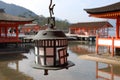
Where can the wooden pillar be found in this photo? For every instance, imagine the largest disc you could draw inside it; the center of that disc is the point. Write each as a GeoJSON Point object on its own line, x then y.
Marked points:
{"type": "Point", "coordinates": [16, 28]}
{"type": "Point", "coordinates": [97, 70]}
{"type": "Point", "coordinates": [112, 47]}
{"type": "Point", "coordinates": [0, 31]}
{"type": "Point", "coordinates": [97, 44]}
{"type": "Point", "coordinates": [6, 31]}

Assigned task → For this exercise, return the records above in full and exactly, omitting the images.

Result →
Where can the wooden pillar be found in this photo? For every instance, imagine the largest disc you could draw inside it; the center of that disc is the point. Write each as a GeoJSON Point object on its own line, x then y.
Marked points:
{"type": "Point", "coordinates": [16, 28]}
{"type": "Point", "coordinates": [97, 70]}
{"type": "Point", "coordinates": [112, 47]}
{"type": "Point", "coordinates": [0, 31]}
{"type": "Point", "coordinates": [97, 44]}
{"type": "Point", "coordinates": [6, 31]}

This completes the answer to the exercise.